**PROBLEM REQUIREMENTS**: Pull every line of text from the material below and repeat each one word for word. Leave the pictures out.

**** PROVIDED DATA ****

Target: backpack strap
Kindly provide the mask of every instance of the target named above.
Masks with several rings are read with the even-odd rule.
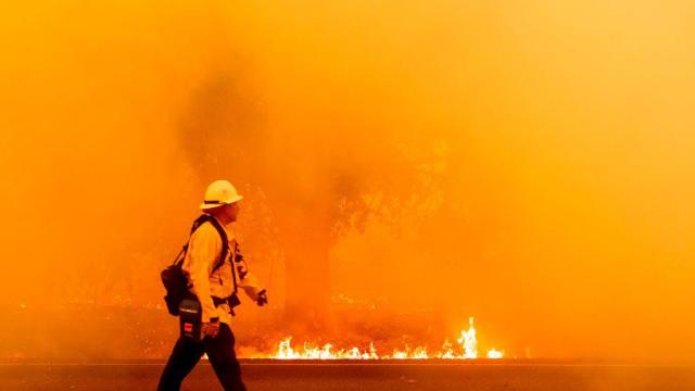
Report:
[[[224,265],[225,260],[227,260],[227,255],[229,254],[229,238],[227,238],[227,231],[225,230],[225,227],[223,227],[222,224],[219,224],[217,218],[206,213],[203,213],[200,217],[195,219],[195,222],[193,222],[193,226],[191,227],[191,235],[193,235],[193,232],[205,223],[212,224],[213,227],[215,227],[215,230],[217,231],[217,234],[219,235],[219,239],[222,239],[222,253],[219,254],[219,257],[217,258],[217,262],[215,263],[215,266],[213,266],[213,269],[212,269],[212,273],[215,273],[215,270],[217,270],[219,267],[222,267],[222,265]]]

****

**WORKED ANSWER**:
Target: backpack strap
Kindly provide the mask of every instance of the target named above.
Masks with several rings are read with the even-odd rule.
Report:
[[[224,265],[225,260],[227,260],[227,255],[229,254],[229,238],[227,238],[227,231],[225,230],[225,227],[223,227],[222,224],[219,224],[217,218],[206,213],[203,213],[200,217],[195,219],[195,222],[193,222],[193,226],[191,227],[191,235],[193,235],[193,232],[205,223],[212,224],[213,227],[215,227],[215,230],[217,231],[217,234],[219,235],[219,239],[222,239],[222,253],[219,254],[219,257],[217,258],[217,262],[215,263],[215,266],[213,266],[213,269],[212,269],[212,273],[215,273],[215,270],[217,270],[219,267],[222,267],[222,265]]]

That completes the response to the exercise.